# Written exercise
Locate every line in the material below that contains the word "navy", and copy each of those lines.

# Material supplied
-*-

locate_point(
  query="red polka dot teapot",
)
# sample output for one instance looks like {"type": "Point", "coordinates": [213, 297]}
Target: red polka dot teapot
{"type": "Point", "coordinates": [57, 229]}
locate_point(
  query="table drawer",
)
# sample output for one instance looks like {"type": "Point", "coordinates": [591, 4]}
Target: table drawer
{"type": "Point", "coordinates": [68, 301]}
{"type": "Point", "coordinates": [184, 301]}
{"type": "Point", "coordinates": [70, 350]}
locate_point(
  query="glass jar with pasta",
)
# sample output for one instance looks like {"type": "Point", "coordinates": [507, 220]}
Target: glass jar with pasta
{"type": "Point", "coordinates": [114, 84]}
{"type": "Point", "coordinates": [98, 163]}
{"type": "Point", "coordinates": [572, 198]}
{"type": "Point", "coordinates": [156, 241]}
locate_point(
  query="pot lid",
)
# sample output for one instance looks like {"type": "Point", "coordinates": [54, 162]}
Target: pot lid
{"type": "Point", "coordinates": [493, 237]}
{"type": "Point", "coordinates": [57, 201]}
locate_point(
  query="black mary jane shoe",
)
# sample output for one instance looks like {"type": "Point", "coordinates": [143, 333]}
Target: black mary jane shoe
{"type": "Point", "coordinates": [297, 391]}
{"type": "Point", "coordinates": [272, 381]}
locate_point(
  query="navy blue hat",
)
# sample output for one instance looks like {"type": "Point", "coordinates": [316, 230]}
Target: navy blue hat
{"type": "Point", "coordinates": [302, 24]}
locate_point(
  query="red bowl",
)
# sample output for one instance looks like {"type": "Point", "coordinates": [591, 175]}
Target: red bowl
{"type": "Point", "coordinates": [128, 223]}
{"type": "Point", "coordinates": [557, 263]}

-*-

# Final result
  query="navy blue hat",
Target: navy blue hat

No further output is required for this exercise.